Data shown:
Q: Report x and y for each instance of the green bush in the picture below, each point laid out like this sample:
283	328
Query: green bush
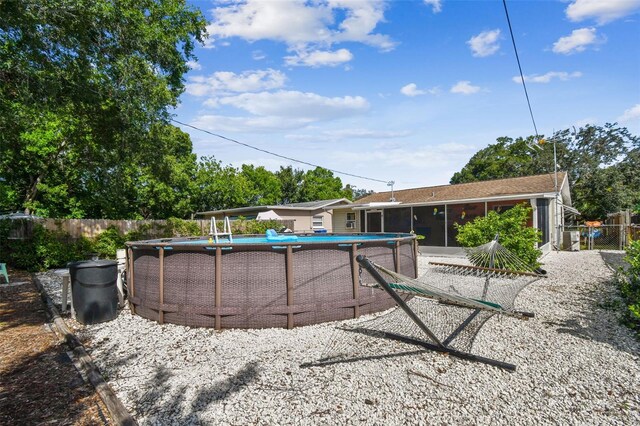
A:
511	226
244	226
47	249
108	242
630	285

Task: Return each full line of the entries that contains the word "bush".

Your response:
Q: Report x and y for each instance of the green bush in the picture below, each point laid out like this sample:
Query: green bush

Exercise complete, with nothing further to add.